%%

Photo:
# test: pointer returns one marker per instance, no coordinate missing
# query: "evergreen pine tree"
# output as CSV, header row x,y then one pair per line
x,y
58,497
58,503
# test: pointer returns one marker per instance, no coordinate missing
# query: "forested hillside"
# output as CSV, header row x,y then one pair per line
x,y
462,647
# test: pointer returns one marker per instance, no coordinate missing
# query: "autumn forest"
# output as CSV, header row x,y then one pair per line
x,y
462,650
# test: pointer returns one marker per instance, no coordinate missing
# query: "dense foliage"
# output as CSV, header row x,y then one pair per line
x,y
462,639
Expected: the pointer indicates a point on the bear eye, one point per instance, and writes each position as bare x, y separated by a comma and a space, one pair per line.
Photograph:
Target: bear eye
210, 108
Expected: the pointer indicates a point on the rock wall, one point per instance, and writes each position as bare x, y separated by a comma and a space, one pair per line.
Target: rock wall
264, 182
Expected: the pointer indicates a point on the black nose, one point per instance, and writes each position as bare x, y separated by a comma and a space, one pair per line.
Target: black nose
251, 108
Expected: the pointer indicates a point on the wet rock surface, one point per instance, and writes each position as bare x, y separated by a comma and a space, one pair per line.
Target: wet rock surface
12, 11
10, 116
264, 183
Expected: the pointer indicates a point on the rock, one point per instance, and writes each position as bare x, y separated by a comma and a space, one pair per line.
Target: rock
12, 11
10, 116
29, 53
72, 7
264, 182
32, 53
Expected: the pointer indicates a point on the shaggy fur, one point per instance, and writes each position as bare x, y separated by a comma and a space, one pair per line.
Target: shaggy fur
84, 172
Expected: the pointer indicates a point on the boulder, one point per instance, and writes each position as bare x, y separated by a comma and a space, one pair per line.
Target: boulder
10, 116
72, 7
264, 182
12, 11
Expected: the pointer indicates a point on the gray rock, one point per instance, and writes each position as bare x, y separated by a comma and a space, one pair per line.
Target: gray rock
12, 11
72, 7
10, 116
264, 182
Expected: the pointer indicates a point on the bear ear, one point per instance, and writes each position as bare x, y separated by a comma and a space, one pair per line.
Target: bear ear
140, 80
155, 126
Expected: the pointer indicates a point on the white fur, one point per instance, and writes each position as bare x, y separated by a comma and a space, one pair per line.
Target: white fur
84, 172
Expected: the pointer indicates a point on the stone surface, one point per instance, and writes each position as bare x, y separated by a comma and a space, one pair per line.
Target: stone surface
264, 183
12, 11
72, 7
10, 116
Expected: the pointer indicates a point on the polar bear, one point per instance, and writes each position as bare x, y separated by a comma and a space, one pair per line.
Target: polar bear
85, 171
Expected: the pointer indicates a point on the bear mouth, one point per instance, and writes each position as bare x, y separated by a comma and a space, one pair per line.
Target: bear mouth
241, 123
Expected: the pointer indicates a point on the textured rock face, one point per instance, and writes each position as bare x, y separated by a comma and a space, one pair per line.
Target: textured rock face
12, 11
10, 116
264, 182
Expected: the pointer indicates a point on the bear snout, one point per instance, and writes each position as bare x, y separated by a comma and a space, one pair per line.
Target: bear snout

%%

## Consigne écrite:
Recopiez la liste, consignes comprises, en commençant par la ligne qui contient « Expected: the pointer indicates a point on the stone » et en allant jusqu'à la fin de la liste. Décalez chaque coordonnée des réponses en y ajoutant 146.

## Réponse complète:
Expected: the pointer indicates a point on the stone surface, one point per instance, and writes each position as bare x, y separated by a comma and a space, one pair per line.
Target: stone surface
410, 329
158, 157
218, 153
156, 262
Expected: the pointer indicates a point on the polar bear, one point per instance, and writes each position as bare x, y separated by a comma and a space, one pair per line.
Target: polar bear
231, 317
Expected: the pointer indicates a point on the bear mouth, one point per instance, and writes each position as bare x, y separated by a comma and a space, one pair per line.
Target: bear mouth
387, 269
Expected: the pointer indicates a point on the textured rock face, one point per instance, and writes each position as bare x, y separated by a comma and a space, one pair per line.
Target: textured rock face
158, 157
156, 262
410, 328
Expected: the pointer indicates a point on the bear snout, one point per instance, and writes each position as bare x, y separated by a comma and a space, one pair per line.
Target: bear snout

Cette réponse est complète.